** CONSIGNES **
a: Répondez à ces questions à partir du texte sur la correctionnalisation :
(i) En quel mois et quelle année la cour d'assises de Seine-et-Marne a-t-elle acquitté l'homme jugé dans « l'affaire » de Meaux ?
(ii) Qui a déclaré que « La correctionnalisation est une justice de misère » ?
(iii) Combien de procédures le parquet de Paris traite-t-il chaque année ?
b: Relevez toutes les personnes individuelles que le texte sur la correctionnalisation désigne par leur nom ou par leur fonction officielle.

** TEXTE DU DOCUMENT **
Selon les magistrats, le verdict du procès aux assises serait parfois plus aléatoire que celui du tribunal correctionnel , en raison de la présence d'un jury populaire, alors que le tribunal est composé de magistrats et de juristes. On a effectivement pu le constater avec « l'affaire » de Meaux, lorsqu'un homme accusé du viol d'une fillette de onze ans a été acquitté par la cour d'assises de Seine-et-Marne, en novembre 2017.

À l'inverse, plusieurs interlocuteurs de la délégation ont dénoncé une correctionnalisation « en opportunité » , qui tient essentiellement au manque de moyens de la justice et à l'encombrement des juridictions . Le manque de moyens de la justice a plus particulièrement été dénoncé par Maître Carine Durrieu-Diebolt ( cf. supra ) 184 ( * ) .

Ce point de vue a été résumé avec force par le Docteur Emmanuelle Piet, « « La correctionnalisation est une justice de misère ».

Sensible aux épreuves particulières qui résultent pour les victimes d'un procès aux assises et consciente que les délais de jugement devant les tribunaux correctionnels présentent parfois l'intérêt d'une plus grande rapidité, la délégation s'oppose néanmoins au principe même de la correctionnalisation , qui consiste à juger comme des délits des infractions qui constituent des crimes. Elle s'élève contre toute correctionnalisation « en opportunité » , en lien avec le manque de moyens de la Justice et la surcharge des cours d'assises 185 ( * ) .

c) Une pratique parisienne intéressante : l'exclusion de la correctionnalisation ab initio

Au cours de son audition devant la délégation, le 22 février 2018, le procureur de la République de Paris a présenté la pratique de son parquet en ce qui concerne la répression des infractions sexuelles 186 ( * ) . Celui-ci a mis en place un protocole de répartition des saisines entre la police judiciaire, qui traite les affaires les plus graves et les plus complexes, et la sécurité publique, en charge des autres affaires. Les violences sexuelles représentent quelques milliers d'infractions, parmi les 350 000 à 400 000  procédures traitées chaque année par le parquet de Paris .

[Entrées du jeu de données]

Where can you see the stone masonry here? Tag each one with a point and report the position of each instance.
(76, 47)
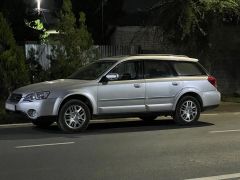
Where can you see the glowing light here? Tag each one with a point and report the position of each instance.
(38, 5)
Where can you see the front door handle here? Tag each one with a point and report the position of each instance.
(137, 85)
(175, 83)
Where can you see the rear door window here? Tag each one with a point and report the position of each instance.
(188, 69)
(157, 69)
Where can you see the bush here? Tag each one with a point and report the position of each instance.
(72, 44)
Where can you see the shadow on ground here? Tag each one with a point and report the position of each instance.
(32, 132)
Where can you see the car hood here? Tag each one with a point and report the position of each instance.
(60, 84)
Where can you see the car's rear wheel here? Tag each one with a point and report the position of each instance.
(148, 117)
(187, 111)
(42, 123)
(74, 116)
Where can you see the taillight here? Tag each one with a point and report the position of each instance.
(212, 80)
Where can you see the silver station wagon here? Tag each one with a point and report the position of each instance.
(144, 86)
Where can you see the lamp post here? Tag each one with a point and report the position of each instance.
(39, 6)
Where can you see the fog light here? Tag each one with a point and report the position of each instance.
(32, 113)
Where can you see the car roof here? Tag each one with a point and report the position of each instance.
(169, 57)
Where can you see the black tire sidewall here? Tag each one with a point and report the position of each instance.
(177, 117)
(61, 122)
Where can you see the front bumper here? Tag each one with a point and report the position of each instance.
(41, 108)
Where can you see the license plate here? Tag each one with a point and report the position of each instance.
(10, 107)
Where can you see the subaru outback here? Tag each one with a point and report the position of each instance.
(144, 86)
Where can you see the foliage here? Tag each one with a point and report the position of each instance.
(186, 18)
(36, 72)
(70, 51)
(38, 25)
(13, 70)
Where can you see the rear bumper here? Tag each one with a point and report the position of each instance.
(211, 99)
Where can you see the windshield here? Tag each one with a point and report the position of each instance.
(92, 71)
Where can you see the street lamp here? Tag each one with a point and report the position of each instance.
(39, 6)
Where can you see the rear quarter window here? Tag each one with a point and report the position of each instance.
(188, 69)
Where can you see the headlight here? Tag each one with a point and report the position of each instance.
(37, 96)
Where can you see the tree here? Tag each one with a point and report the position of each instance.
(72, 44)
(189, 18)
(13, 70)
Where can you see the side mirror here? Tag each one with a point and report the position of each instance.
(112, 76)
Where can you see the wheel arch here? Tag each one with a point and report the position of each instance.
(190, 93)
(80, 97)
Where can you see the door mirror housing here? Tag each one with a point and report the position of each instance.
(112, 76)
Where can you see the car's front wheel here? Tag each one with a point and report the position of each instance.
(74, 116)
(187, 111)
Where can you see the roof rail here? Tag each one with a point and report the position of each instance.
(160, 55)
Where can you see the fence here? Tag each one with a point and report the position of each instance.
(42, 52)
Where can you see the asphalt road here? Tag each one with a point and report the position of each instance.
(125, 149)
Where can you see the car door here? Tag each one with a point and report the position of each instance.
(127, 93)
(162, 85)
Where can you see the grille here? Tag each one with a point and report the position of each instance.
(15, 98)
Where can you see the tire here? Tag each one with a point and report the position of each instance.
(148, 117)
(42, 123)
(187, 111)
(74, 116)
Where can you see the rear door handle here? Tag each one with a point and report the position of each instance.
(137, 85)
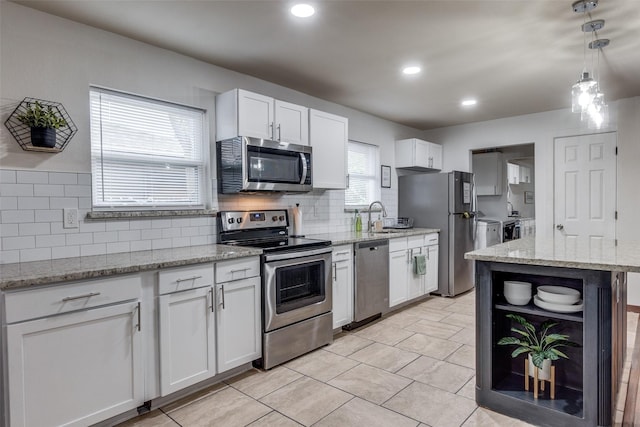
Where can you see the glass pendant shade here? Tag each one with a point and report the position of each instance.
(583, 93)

** RÉPONSES **
a:
(i) En novembre 2017.
(ii) Le Docteur Emmanuelle Piet.
(iii) Entre 350 000 et 400 000 procédures.

b:
- Maître Carine Durrieu-Diebolt
- le Docteur Emmanuelle Piet
- le procureur de la République de Paris